## Page excerpt

— Start —

Seems to me that YOU are the one "swallowing" a load of "gnat". After all, you think that JS needed to use substitute words for actual words, even though the words he supposedly subbed out were known and understood by his contemporaries.

Guess Hugh Nibley and his crazy apologetics might be to blame. Or, if you yourself have never read any of his mental acrobatics, you got your "meal" from someone who heard about his version of why JS used steel and horses, etc. instead of obsidian blades or tapirs/deer.

Common sense goes right out the window when true believers try to square reality with their belief system, so I'll just have to remember that whenever I post anything.

sigh. . . . . . Sometimes I think I feel just a bit like how Galileo must have felt when he was brought before the inquisition to defend (and then ultimately forced to retract) his certain knowledge that the world was NOT the center of the universe. The Catholic church fathers KNEW that he was wrong, even though THEY were the ones blinded by their own beliefs.

Oh well.

Posted

It doesn't matter how Joseph Smith's contemporaries understood the Book of Mormon animals to be regular animals. What matters is only what the text means if it is viewed as a translation. Dr. Sorenson based on the study of the text demonstrates it's far from uncertain that the text meant old world animals. I am not a huge fan of Hugh Nibley. But Dr. Sorenson's suggestion has been well defended for several years. Dr. Sorenson's suggestion is a good suggestion regarding Book of Mormon animals. Some have disputed his argument, but I am not convinced his critic's have refuted his argument. New approaches to The Book of Mormon contain's the best formulated response to his suggestion I have seen. (Signature Book's)

— End —

## Set problem A
State how many lines of the records contain the string "shorts". Give only the number.

## Data section

— Start —

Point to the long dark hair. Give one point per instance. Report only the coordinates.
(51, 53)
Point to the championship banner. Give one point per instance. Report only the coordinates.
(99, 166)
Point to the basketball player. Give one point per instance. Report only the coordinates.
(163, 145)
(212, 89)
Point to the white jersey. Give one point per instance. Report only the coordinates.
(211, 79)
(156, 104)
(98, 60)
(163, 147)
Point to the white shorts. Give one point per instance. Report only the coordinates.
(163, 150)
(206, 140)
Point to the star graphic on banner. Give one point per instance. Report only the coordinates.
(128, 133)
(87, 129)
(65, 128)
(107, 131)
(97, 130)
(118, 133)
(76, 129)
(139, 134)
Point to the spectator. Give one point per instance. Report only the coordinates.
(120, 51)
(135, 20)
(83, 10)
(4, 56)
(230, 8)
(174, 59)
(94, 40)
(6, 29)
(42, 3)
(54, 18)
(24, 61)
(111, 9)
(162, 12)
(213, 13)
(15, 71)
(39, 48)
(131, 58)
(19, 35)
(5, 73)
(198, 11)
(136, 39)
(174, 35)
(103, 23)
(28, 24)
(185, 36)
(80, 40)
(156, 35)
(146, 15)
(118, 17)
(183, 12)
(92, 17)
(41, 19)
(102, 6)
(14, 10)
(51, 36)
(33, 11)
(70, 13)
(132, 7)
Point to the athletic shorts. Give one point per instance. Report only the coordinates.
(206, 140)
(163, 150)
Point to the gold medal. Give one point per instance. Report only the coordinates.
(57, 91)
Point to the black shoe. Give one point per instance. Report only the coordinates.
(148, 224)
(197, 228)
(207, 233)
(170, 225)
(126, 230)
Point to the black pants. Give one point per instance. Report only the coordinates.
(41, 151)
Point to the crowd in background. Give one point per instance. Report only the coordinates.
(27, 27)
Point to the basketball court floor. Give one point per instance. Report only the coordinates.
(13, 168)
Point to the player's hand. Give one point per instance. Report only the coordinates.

— End —

## Set problem B
Render into Spanish the following sentence from the forum exchange on Book of Mormon animals: "What matters is only what the text means if it is viewed as a translation."

## Exercise output A
2

## Exercise output B
Lo único que importa es lo que significa el texto si se lo considera una traducción.